**Exercise**
In the entries below, find the line with "# indicate each instance with a single pin" and transcribe it and every line after it exactly, through the last line, without pictures.

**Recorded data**
-- Opening Marker --

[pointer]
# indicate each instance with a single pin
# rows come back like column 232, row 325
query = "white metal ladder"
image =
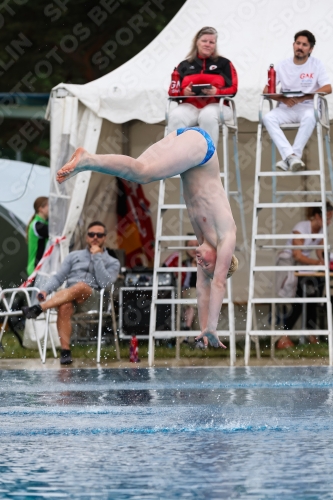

-- Closing Marker --

**Exercise answer**
# indicate each instance with a single pin
# rows come back like column 232, row 325
query = "white metal ladder"
image =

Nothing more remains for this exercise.